Goal> Please rewrite the listing below as a Markdown table with the columns Row and Line, numbering every line and skipping blank ones. Leave the pictures out of the table.

§ §

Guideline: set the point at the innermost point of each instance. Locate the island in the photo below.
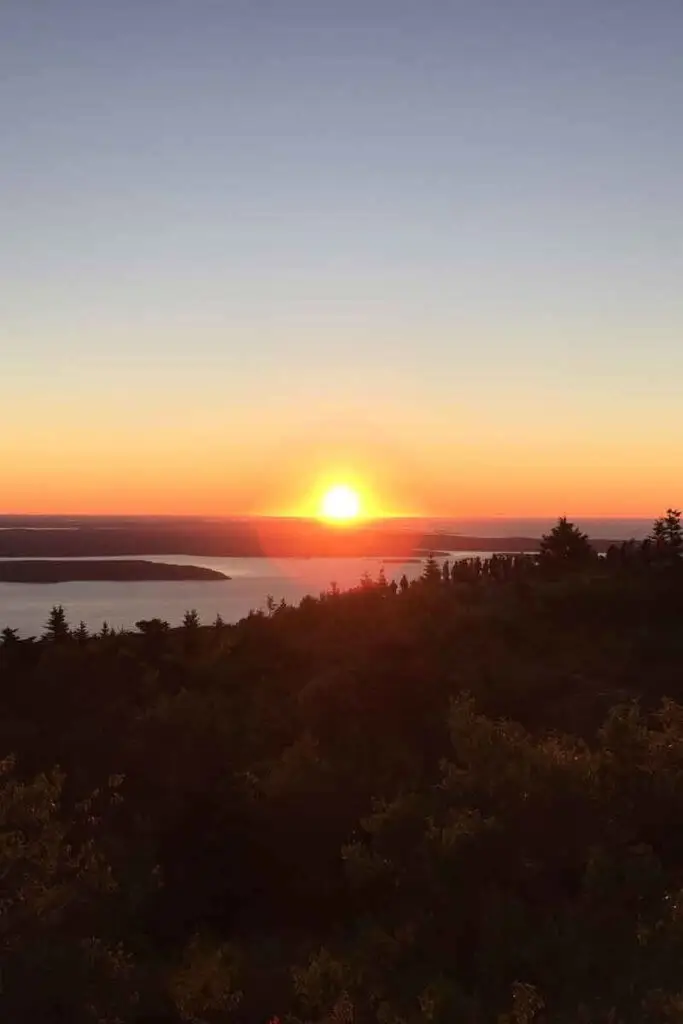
(137, 570)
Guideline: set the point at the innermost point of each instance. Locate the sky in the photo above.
(433, 248)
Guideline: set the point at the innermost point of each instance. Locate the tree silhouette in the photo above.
(190, 620)
(9, 637)
(431, 573)
(667, 536)
(56, 628)
(81, 634)
(565, 545)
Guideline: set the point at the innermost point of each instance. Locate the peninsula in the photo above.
(137, 570)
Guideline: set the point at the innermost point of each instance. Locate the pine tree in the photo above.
(565, 545)
(56, 628)
(81, 634)
(667, 536)
(431, 572)
(9, 637)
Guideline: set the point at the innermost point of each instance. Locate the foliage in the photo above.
(450, 800)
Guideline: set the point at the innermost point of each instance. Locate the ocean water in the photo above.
(26, 606)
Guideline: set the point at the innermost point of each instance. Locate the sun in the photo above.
(340, 504)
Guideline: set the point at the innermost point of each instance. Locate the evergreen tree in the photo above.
(190, 620)
(81, 634)
(565, 545)
(667, 536)
(431, 572)
(9, 637)
(56, 628)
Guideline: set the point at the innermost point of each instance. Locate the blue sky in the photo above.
(458, 223)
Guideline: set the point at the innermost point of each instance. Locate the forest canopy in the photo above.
(452, 800)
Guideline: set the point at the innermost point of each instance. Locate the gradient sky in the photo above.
(246, 245)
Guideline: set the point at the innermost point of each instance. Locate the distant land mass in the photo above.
(275, 538)
(38, 570)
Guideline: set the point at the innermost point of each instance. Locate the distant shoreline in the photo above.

§ §

The completed task>
| Row | Line |
|---|---|
| 1 | Guideline: set the point at the innermost point of each instance. Locate the island in the photo below. |
| 2 | (137, 570) |
| 3 | Guideline: set the point at the innermost point of each instance. Locate the sky in the photo above. |
| 4 | (433, 248) |
| 5 | Guideline: set the point at the innermost point of each instance. Locate the tree silhouette in the photo above. |
| 6 | (190, 620) |
| 7 | (9, 637) |
| 8 | (431, 573) |
| 9 | (667, 536) |
| 10 | (56, 628) |
| 11 | (81, 634) |
| 12 | (565, 545) |
| 13 | Guideline: set the point at the innermost point of each instance. Locate the peninsula in the photo above. |
| 14 | (137, 570) |
| 15 | Guideline: set the point at the innermost point of each instance. Locate the pine tree in the photo above. |
| 16 | (565, 545) |
| 17 | (56, 628) |
| 18 | (81, 634) |
| 19 | (667, 536) |
| 20 | (431, 572) |
| 21 | (9, 637) |
| 22 | Guideline: set the point at the innermost point of each instance. Locate the foliage in the photo above. |
| 23 | (450, 800) |
| 24 | Guideline: set the point at the innermost point of each instance. Locate the ocean water in the photo above. |
| 25 | (26, 606) |
| 26 | Guideline: set the point at the innermost point of each instance. Locate the sun in the photo above. |
| 27 | (340, 504) |
| 28 | Guideline: set the point at the innermost point of each instance. Locate the evergreen tree in the photo above. |
| 29 | (190, 620) |
| 30 | (81, 634) |
| 31 | (565, 545) |
| 32 | (667, 536) |
| 33 | (431, 572) |
| 34 | (9, 637) |
| 35 | (56, 628) |
| 36 | Guideline: set the point at the innermost point of each instance. Locate the blue sky in the photo above. |
| 37 | (458, 223) |
| 38 | Guideline: set the point at the innermost point of each instance. Locate the forest canopy in the photo above. |
| 39 | (452, 800) |
| 40 | Guideline: set the point at the innermost point of each instance. Locate the gradient sky in the photo above. |
| 41 | (246, 245) |
| 42 | Guideline: set the point at the innermost point of each instance. Locate the distant land mass in the photo above. |
| 43 | (275, 538) |
| 44 | (38, 570) |
| 45 | Guideline: set the point at the innermost point of each instance. Locate the distant shoreline in the photo above. |